=== TASKS FOR THIS EXERCISE ===
• 1. Duplicate the stretch of the Ani*Kuri15 page from "Short subject anime" through "website in 2008.".
• 2. According to the Ani*Kuri15 page, how long is each animated short in the series?

- The DVD cover

アニ＊クリ15 (Ani*Kuri15)
- Genre: Adventure Music video Short subject
- Directed by: Shinji Kimura, Yasufumi Soejima, Osamu Kobayashi, Shōjirō Nishimi, Mamoru Oshii, Kazuto Nakazawa, Range Murata Range Murata, Tatsuya Yabuta, Atsushi Takeuchi, Tobira Oda, Yasuyuki Shimizu, Makoto Shinkai, Mahiro Maeda, Michael Arias, Shōji Kawamori, and Satoshi Kon
- Studio: Studio 4°C, Gainax, Gonzo, Madhouse, Production I.G
- Original network: NHK
- Original run: 2007 – 2008
- Episodes: 15

= Ani*Kuri15 =

Short subject anime television series

Ani*Kuri15 (アニ＊クリ15) is a series of fifteen 1-minute animated shorts, broadcast by NHK between May 2007 and 2008. Intended as companion pieces to the Ani*Kuri program and as filler between regularly scheduled programs, the shorts were broadcast in three seasons of 5 episodes. Each short was directed by a different director and the episodes were collected and uploaded to the official Ani*Kuri15 website in 2008.

=== INFORMATION SUPPLIED ===
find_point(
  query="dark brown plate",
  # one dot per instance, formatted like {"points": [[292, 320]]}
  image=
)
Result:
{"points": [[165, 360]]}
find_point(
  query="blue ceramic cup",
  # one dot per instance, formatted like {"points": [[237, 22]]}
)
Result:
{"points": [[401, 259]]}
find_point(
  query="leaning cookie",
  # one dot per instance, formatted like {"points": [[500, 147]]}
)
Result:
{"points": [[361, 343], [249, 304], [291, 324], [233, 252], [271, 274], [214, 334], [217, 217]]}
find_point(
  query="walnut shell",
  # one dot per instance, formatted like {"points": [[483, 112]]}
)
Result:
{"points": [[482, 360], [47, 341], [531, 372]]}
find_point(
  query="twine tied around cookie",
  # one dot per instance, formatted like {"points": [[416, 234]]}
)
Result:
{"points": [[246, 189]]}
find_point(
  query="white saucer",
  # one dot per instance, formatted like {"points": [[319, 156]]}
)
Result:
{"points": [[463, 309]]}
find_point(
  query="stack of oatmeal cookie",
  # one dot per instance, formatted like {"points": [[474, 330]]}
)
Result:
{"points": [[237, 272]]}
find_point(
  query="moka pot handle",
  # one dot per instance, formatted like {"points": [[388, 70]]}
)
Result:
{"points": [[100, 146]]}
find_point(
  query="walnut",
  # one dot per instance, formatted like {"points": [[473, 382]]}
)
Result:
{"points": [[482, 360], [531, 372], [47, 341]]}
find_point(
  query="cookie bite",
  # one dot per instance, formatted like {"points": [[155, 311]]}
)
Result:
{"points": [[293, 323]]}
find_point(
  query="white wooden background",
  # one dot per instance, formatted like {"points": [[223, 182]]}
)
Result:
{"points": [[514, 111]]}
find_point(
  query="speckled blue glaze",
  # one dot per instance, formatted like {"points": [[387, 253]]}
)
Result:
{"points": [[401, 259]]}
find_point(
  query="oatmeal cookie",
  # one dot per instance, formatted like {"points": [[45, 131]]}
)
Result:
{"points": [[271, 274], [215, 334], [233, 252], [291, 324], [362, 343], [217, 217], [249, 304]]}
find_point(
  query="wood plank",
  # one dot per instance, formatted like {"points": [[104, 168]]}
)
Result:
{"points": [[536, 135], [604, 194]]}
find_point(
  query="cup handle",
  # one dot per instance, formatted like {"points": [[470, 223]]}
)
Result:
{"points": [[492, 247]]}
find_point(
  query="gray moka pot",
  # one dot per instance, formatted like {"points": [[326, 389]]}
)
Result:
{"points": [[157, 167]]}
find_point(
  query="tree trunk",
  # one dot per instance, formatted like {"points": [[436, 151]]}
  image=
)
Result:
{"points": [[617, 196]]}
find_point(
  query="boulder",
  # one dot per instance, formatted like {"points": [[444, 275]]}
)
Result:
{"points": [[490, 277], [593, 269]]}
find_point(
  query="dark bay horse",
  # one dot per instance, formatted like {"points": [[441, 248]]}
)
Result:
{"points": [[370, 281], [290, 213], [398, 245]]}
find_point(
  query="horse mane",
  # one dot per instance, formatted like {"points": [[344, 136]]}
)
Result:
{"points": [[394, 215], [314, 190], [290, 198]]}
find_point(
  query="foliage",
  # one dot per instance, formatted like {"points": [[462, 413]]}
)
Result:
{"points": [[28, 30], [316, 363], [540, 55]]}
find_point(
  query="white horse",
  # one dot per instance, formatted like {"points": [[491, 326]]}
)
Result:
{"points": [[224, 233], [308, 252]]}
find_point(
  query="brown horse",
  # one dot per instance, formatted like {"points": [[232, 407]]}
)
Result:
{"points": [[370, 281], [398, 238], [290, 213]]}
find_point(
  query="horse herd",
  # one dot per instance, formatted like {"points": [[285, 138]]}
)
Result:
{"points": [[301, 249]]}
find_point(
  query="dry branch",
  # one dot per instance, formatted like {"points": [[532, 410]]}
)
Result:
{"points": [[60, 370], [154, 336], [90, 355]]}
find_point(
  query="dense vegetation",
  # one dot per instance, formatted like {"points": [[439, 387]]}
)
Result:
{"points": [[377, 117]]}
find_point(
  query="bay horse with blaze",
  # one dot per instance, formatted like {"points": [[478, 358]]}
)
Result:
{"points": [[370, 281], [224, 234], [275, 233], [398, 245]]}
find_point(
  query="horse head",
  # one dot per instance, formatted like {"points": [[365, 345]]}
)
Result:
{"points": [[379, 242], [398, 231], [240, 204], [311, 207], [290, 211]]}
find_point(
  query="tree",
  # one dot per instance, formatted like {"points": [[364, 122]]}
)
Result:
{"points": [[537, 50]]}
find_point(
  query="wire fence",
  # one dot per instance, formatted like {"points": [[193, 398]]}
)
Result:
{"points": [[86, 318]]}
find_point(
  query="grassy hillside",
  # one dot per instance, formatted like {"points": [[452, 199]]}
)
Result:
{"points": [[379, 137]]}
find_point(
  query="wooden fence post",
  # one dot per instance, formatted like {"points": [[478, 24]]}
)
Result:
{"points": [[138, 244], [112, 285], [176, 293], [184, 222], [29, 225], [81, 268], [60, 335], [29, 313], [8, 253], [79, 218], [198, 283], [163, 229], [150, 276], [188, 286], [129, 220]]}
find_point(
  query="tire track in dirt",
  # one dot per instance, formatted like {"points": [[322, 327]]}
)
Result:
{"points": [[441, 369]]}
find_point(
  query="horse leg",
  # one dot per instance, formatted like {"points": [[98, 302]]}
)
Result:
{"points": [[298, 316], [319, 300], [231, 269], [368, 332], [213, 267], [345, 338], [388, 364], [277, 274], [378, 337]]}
* * *
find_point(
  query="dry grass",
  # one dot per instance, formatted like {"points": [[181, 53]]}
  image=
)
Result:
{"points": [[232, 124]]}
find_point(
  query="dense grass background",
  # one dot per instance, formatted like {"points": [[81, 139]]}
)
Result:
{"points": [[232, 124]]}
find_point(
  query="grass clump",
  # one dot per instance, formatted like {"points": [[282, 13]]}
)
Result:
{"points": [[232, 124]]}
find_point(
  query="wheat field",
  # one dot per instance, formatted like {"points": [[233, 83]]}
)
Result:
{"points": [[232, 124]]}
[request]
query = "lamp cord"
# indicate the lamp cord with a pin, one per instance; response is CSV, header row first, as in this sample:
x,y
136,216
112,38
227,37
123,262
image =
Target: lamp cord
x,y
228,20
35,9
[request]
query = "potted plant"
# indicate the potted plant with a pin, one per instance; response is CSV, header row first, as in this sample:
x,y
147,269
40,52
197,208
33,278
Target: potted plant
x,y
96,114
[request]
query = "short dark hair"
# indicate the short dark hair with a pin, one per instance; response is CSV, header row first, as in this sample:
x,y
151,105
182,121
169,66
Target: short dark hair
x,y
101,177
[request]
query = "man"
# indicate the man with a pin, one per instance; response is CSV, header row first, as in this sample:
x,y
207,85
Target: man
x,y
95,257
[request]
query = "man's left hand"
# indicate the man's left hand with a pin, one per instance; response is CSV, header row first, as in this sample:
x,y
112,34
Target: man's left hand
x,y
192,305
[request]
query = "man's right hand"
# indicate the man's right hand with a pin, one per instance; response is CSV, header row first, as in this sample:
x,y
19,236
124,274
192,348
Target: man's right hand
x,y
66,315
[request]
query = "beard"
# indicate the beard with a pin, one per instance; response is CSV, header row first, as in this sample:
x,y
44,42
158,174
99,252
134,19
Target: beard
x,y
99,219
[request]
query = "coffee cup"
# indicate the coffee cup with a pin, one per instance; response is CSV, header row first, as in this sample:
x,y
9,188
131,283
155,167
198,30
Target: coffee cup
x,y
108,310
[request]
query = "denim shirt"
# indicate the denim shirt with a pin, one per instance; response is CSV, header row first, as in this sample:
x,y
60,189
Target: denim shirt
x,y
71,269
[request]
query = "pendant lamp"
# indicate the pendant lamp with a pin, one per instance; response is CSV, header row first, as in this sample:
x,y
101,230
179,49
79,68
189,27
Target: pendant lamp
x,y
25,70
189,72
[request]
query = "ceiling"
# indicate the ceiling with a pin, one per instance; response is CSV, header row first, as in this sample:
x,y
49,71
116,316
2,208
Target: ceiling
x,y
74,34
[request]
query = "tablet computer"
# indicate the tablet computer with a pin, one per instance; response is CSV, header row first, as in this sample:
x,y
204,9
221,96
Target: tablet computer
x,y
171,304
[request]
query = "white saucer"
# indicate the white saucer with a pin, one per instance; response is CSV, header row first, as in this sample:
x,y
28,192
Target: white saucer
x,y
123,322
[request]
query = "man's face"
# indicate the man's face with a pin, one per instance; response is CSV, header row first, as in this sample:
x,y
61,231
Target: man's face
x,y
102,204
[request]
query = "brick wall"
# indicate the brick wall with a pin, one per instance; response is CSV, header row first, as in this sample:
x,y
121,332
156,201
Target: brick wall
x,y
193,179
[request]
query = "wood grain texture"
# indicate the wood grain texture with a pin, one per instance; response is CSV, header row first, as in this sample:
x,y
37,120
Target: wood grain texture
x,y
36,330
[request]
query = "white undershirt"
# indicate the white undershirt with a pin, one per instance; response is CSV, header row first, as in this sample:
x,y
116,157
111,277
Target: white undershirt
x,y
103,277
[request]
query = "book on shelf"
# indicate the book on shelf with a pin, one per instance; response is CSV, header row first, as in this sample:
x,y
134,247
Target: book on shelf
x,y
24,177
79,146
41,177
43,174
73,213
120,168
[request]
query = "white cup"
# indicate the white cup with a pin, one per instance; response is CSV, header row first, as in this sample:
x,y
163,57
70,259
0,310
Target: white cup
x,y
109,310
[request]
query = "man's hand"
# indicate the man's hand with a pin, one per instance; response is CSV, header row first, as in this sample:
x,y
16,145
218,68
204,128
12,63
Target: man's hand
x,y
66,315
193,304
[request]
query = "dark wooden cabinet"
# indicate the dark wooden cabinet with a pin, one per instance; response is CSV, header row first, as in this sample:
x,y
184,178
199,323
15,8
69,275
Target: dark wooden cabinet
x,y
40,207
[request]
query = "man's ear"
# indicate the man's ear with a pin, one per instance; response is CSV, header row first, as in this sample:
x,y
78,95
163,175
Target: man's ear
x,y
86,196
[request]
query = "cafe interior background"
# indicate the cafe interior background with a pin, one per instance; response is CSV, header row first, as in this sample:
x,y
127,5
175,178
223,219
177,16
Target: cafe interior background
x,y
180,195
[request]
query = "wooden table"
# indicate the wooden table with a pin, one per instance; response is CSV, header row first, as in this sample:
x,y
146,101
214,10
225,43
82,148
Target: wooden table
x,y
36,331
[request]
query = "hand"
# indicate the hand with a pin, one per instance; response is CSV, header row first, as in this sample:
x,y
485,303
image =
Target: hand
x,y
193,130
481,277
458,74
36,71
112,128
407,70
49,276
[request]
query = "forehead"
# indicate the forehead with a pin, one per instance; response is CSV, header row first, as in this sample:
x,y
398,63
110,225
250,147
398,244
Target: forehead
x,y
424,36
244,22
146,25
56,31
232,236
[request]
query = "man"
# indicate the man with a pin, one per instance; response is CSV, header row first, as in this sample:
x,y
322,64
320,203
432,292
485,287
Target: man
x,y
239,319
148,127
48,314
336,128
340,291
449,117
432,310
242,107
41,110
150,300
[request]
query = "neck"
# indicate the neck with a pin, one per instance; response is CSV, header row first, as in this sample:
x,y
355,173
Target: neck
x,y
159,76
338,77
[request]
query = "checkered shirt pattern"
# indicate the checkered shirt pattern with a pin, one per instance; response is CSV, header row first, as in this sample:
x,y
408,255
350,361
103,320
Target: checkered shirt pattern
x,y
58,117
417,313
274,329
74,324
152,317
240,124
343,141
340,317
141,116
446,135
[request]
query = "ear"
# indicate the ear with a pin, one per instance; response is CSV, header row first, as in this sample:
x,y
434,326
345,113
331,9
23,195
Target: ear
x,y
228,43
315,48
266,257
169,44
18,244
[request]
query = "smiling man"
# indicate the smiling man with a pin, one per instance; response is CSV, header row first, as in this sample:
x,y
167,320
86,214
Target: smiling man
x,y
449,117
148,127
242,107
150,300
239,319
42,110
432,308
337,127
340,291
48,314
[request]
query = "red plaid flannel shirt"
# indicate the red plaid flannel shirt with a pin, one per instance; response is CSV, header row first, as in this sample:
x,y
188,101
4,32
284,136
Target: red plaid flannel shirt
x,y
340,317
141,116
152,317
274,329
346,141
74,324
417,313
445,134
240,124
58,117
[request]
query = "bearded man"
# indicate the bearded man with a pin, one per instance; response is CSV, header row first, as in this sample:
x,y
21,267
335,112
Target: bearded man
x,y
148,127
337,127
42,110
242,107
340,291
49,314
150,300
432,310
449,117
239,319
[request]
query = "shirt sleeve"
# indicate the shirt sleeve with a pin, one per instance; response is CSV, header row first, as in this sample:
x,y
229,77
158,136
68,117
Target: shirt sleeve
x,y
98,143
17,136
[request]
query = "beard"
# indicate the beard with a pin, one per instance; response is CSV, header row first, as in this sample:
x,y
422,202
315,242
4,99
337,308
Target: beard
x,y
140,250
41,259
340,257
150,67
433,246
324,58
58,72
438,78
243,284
---
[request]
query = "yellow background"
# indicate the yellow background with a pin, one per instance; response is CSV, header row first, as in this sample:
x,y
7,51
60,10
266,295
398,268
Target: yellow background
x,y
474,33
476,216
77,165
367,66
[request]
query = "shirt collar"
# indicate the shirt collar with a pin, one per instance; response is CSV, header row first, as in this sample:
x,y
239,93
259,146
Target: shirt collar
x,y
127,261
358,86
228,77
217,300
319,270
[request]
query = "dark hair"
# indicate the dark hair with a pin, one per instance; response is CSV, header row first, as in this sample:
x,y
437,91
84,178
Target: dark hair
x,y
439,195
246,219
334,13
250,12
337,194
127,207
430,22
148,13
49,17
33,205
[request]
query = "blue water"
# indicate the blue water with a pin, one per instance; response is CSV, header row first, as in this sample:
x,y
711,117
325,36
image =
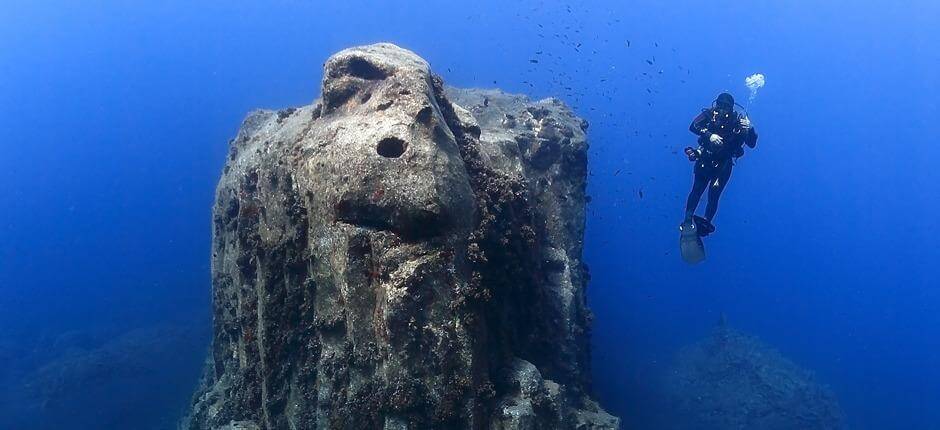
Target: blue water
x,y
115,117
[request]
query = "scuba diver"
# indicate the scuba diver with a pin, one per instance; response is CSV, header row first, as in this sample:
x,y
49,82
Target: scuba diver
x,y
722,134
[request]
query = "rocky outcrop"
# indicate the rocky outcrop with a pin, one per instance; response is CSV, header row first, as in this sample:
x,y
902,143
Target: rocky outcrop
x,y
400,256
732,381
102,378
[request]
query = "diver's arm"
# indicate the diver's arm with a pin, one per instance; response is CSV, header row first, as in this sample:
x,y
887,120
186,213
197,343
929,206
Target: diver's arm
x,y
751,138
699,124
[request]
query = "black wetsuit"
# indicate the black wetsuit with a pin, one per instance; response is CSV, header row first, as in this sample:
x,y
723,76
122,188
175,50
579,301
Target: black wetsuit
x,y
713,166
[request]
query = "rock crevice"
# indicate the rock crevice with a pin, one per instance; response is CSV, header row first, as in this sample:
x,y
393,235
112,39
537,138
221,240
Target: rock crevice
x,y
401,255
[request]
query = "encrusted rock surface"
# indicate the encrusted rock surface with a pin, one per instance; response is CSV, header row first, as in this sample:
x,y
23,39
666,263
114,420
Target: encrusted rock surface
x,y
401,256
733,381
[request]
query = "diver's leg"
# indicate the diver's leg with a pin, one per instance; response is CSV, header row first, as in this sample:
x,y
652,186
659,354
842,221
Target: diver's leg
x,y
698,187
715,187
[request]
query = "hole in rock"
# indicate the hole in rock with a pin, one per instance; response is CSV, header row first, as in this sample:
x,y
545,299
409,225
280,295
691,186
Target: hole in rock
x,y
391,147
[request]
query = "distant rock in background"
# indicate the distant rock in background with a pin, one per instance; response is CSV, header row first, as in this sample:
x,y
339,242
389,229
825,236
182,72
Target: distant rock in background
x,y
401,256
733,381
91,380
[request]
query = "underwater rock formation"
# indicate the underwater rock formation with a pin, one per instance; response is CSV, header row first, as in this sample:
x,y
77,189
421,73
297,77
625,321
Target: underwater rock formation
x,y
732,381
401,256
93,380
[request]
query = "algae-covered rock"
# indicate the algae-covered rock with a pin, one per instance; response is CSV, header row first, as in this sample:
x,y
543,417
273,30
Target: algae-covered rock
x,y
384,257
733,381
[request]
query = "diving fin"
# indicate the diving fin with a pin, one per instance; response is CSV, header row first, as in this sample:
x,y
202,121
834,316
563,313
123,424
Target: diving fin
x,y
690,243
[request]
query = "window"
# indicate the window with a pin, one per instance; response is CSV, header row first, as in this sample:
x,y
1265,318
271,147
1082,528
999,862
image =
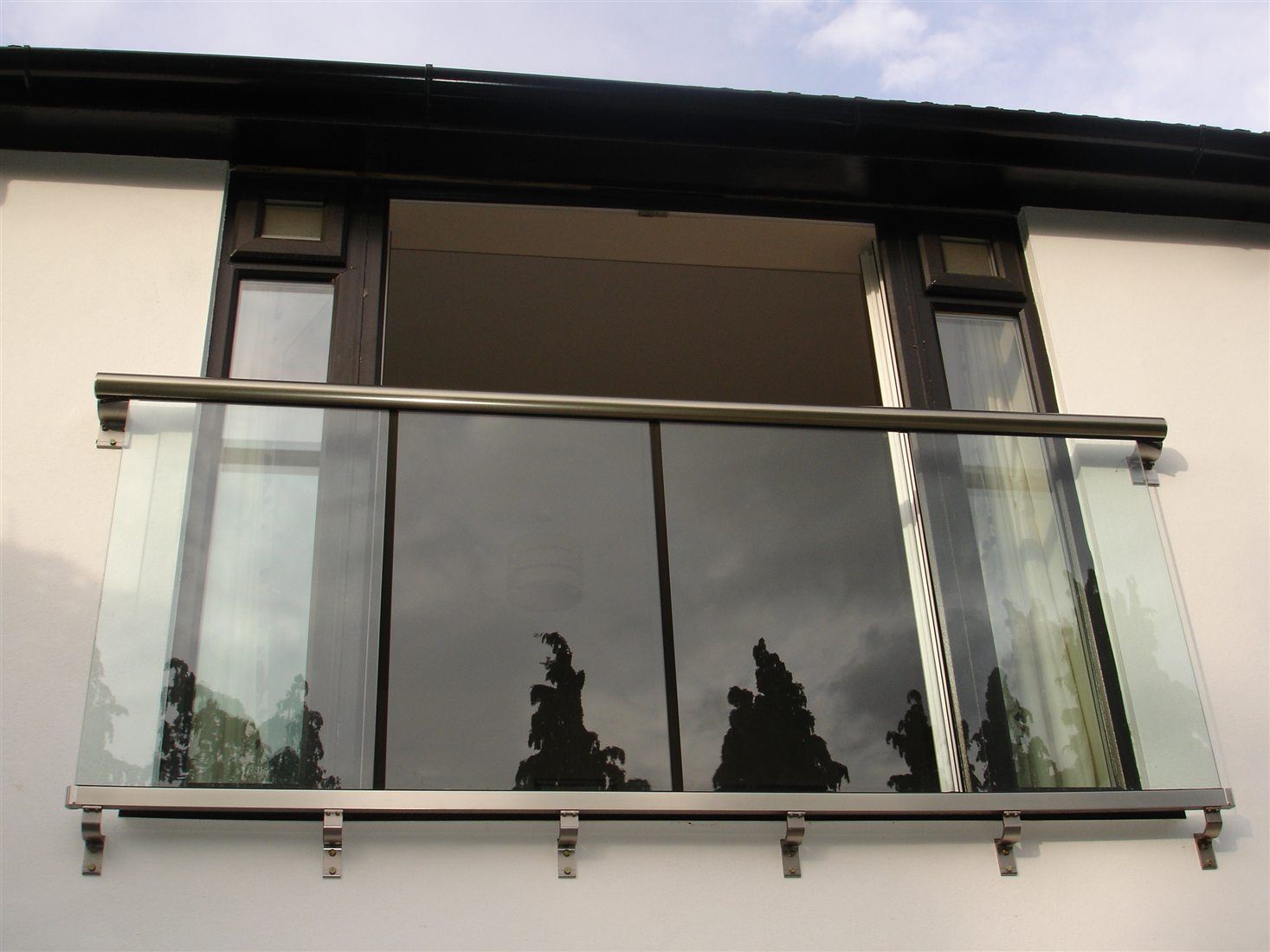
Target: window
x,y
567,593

=== SOLUTIONS TO THE TASKS ===
• 1.
Short subject anime television series

Ani*Kuri15 (アニ＊クリ15) is a series of fifteen 1-minute animated shorts, broadcast by NHK between May 2007 and 2008. Intended as companion pieces to the Ani*Kuri program and as filler between regularly scheduled programs, the shorts were broadcast in three seasons of 5 episodes. Each short was directed by a different director and the episodes were collected and uploaded to the official Ani*Kuri15 website in 2008.

• 2. One minute.